Data shown start

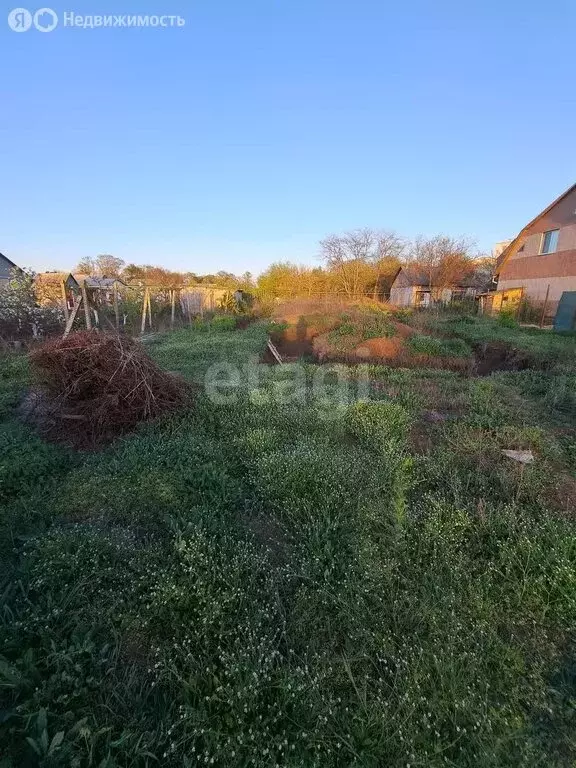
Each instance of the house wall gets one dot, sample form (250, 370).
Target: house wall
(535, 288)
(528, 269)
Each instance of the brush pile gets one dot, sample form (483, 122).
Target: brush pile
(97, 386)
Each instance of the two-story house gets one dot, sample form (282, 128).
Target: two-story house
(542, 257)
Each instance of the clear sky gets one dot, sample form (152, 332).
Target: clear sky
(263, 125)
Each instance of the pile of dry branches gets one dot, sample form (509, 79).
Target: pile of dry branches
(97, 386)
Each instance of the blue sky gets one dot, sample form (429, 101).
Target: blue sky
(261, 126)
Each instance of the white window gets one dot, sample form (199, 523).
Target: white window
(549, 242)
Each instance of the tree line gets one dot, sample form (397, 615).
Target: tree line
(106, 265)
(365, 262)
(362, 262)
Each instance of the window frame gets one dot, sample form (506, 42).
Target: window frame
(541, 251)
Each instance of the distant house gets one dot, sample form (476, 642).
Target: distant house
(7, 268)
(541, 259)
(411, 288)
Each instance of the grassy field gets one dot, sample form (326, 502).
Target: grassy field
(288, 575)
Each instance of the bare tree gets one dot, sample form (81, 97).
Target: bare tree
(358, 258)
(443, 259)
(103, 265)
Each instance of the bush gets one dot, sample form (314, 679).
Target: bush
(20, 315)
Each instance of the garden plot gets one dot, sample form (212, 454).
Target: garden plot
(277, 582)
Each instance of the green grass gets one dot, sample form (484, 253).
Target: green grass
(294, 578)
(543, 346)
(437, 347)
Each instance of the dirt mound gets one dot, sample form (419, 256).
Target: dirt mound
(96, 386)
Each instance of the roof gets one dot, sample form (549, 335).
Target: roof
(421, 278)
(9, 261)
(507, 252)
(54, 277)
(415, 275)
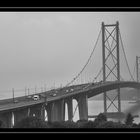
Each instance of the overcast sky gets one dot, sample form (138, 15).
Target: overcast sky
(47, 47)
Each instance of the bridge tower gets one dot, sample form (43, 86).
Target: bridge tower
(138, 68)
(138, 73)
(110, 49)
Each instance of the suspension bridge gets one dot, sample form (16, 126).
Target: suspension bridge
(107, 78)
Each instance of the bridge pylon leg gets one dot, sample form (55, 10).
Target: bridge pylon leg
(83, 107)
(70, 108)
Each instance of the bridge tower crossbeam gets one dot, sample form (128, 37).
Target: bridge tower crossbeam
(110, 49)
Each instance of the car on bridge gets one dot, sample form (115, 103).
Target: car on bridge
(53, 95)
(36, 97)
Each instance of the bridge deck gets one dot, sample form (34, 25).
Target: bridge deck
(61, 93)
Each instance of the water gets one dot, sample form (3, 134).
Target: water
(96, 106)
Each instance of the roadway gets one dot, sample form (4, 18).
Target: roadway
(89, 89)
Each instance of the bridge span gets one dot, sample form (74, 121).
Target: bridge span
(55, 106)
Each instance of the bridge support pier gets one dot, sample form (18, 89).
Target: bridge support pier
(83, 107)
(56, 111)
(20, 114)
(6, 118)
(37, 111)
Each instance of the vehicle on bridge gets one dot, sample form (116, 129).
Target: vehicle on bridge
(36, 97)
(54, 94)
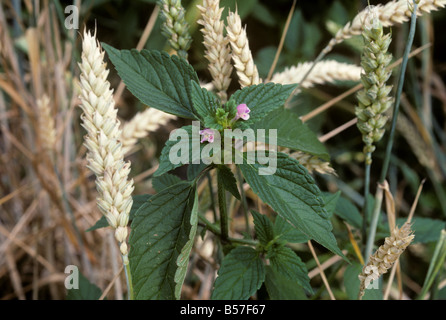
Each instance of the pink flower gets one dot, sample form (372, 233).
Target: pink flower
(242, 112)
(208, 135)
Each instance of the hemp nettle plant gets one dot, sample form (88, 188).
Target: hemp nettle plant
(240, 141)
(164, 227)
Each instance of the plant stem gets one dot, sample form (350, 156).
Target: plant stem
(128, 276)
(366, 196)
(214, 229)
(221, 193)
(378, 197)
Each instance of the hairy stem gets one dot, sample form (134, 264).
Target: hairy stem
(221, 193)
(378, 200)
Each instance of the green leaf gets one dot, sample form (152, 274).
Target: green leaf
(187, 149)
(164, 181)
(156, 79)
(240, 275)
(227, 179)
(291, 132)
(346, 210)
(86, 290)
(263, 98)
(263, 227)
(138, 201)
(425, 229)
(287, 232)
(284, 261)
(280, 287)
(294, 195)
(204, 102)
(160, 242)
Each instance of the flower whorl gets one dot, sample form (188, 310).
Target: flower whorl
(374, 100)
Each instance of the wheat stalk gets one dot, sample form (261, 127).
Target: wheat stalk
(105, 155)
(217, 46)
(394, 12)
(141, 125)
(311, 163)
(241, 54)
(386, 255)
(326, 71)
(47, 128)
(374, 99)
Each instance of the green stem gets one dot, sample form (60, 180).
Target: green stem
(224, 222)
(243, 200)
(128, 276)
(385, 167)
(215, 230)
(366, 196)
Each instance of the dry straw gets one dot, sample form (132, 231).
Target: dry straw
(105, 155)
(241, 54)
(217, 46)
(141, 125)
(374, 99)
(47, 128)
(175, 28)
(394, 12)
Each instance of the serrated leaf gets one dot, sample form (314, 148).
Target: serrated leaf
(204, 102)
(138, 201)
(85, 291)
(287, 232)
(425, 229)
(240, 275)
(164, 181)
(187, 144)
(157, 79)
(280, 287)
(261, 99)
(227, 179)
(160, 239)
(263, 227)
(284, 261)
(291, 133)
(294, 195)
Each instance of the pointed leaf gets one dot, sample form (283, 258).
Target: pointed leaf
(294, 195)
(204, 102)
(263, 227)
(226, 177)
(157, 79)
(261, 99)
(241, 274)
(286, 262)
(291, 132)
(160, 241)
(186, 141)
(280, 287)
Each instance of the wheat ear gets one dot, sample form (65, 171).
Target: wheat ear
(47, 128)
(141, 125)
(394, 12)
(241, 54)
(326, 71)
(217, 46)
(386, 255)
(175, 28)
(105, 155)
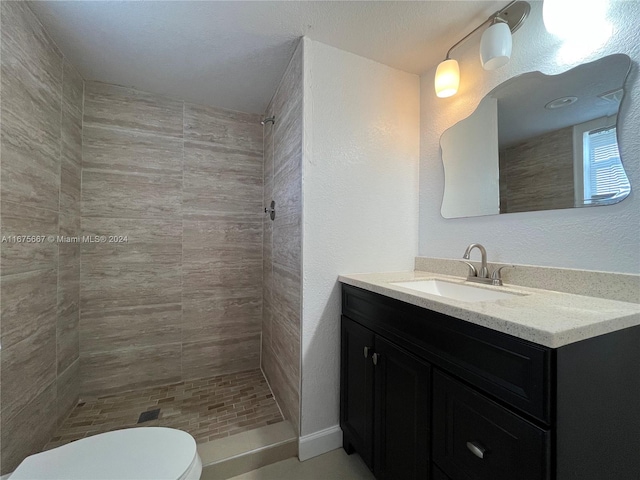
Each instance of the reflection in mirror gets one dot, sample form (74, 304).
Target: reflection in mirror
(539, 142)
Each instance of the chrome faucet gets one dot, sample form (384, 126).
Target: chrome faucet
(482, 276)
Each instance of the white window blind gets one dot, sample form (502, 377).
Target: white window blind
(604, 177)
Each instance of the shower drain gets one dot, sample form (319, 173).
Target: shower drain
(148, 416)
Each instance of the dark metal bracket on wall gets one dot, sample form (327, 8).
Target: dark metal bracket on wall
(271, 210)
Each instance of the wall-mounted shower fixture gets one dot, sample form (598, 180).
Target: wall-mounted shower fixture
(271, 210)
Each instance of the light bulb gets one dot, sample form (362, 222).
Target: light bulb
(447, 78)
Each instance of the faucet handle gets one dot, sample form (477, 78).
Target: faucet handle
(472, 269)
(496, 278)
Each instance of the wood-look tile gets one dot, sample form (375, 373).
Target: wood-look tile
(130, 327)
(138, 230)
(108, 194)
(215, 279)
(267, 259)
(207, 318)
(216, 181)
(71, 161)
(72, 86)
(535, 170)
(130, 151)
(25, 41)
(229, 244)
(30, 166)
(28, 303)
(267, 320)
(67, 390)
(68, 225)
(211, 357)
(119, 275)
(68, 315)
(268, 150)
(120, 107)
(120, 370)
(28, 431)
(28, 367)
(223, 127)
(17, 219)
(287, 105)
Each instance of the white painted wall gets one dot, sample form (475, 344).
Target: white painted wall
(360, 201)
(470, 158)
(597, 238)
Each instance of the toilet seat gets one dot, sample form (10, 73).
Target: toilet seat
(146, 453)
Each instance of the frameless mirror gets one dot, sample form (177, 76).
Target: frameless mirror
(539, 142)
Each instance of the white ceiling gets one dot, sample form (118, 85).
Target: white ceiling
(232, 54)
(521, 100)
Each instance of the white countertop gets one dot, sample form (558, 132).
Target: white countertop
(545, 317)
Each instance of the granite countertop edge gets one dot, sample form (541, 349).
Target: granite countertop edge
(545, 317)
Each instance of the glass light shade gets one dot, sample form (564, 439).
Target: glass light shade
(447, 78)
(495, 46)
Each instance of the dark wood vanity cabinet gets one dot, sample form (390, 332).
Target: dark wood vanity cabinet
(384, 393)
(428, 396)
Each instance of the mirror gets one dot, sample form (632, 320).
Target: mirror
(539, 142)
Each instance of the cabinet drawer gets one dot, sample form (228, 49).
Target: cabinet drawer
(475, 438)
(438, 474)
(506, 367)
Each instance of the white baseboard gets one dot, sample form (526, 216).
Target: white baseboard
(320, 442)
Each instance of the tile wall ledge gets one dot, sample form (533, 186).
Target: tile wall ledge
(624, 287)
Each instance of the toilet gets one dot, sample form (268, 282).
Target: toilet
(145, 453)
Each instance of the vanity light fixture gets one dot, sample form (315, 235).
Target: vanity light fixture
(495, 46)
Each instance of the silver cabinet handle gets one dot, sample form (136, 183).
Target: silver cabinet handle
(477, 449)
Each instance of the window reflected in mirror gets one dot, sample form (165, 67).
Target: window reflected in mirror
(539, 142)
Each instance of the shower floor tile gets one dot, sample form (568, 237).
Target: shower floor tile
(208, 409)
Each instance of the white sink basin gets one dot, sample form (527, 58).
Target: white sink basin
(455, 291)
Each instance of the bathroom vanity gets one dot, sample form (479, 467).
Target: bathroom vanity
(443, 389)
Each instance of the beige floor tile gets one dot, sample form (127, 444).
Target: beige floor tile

Data shown end

The request: Starting at the line that contains "Each instance of the bathroom" and continuing through the end of the entries, rewrite those lines with "beige" swapped for "tan" and nothing else changed.

Completed task:
Each instance of the bathroom vanity gets one dot, sample form (479, 467).
Target: bathroom vanity
(443, 389)
Each instance of the tan floor tile gets one dot, sample form (127, 444).
Target: tan floor tile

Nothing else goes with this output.